*Problem requirements*:
Reproduce every one of the following records word for word.

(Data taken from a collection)
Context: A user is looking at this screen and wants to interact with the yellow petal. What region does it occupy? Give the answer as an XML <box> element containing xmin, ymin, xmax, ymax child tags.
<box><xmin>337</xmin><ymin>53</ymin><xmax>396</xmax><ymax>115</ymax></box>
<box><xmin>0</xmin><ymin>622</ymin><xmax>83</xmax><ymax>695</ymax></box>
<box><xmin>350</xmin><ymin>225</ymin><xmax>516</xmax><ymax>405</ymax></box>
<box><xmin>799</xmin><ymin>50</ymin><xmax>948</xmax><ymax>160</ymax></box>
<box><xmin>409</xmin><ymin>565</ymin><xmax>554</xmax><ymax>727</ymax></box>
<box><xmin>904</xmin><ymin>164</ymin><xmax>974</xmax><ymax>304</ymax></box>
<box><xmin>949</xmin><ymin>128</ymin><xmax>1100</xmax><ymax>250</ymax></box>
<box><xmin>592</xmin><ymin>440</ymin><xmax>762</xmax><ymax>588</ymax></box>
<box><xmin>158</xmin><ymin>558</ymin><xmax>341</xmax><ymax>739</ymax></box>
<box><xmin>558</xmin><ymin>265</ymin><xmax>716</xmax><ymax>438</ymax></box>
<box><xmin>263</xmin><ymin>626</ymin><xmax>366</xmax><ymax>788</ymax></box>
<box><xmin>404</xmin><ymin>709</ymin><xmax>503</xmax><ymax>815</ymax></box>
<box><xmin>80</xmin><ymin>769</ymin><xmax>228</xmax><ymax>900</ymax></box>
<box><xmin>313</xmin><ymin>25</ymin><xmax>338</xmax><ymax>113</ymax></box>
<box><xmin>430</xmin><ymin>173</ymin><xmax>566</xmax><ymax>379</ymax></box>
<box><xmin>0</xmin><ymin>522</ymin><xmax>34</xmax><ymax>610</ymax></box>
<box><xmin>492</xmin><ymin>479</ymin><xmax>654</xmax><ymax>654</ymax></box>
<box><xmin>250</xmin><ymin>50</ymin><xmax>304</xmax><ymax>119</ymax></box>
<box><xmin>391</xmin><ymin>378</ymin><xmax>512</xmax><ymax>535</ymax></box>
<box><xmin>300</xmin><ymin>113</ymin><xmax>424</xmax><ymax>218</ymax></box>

*Solution*:
Context: A user is looking at this screen and wants to interact with the yellow petal. What region does it occupy? Give the answer as an XML <box> element containing xmin, ymin, xmax, ymax child tags.
<box><xmin>337</xmin><ymin>53</ymin><xmax>396</xmax><ymax>115</ymax></box>
<box><xmin>0</xmin><ymin>622</ymin><xmax>83</xmax><ymax>695</ymax></box>
<box><xmin>350</xmin><ymin>225</ymin><xmax>516</xmax><ymax>405</ymax></box>
<box><xmin>799</xmin><ymin>50</ymin><xmax>948</xmax><ymax>160</ymax></box>
<box><xmin>409</xmin><ymin>565</ymin><xmax>554</xmax><ymax>727</ymax></box>
<box><xmin>904</xmin><ymin>164</ymin><xmax>974</xmax><ymax>304</ymax></box>
<box><xmin>949</xmin><ymin>128</ymin><xmax>1100</xmax><ymax>250</ymax></box>
<box><xmin>592</xmin><ymin>440</ymin><xmax>762</xmax><ymax>588</ymax></box>
<box><xmin>158</xmin><ymin>558</ymin><xmax>341</xmax><ymax>739</ymax></box>
<box><xmin>558</xmin><ymin>265</ymin><xmax>716</xmax><ymax>438</ymax></box>
<box><xmin>263</xmin><ymin>626</ymin><xmax>366</xmax><ymax>788</ymax></box>
<box><xmin>404</xmin><ymin>709</ymin><xmax>503</xmax><ymax>815</ymax></box>
<box><xmin>80</xmin><ymin>769</ymin><xmax>228</xmax><ymax>900</ymax></box>
<box><xmin>313</xmin><ymin>25</ymin><xmax>338</xmax><ymax>113</ymax></box>
<box><xmin>430</xmin><ymin>173</ymin><xmax>566</xmax><ymax>379</ymax></box>
<box><xmin>0</xmin><ymin>522</ymin><xmax>34</xmax><ymax>610</ymax></box>
<box><xmin>492</xmin><ymin>479</ymin><xmax>654</xmax><ymax>654</ymax></box>
<box><xmin>250</xmin><ymin>50</ymin><xmax>304</xmax><ymax>119</ymax></box>
<box><xmin>391</xmin><ymin>378</ymin><xmax>512</xmax><ymax>535</ymax></box>
<box><xmin>300</xmin><ymin>113</ymin><xmax>424</xmax><ymax>218</ymax></box>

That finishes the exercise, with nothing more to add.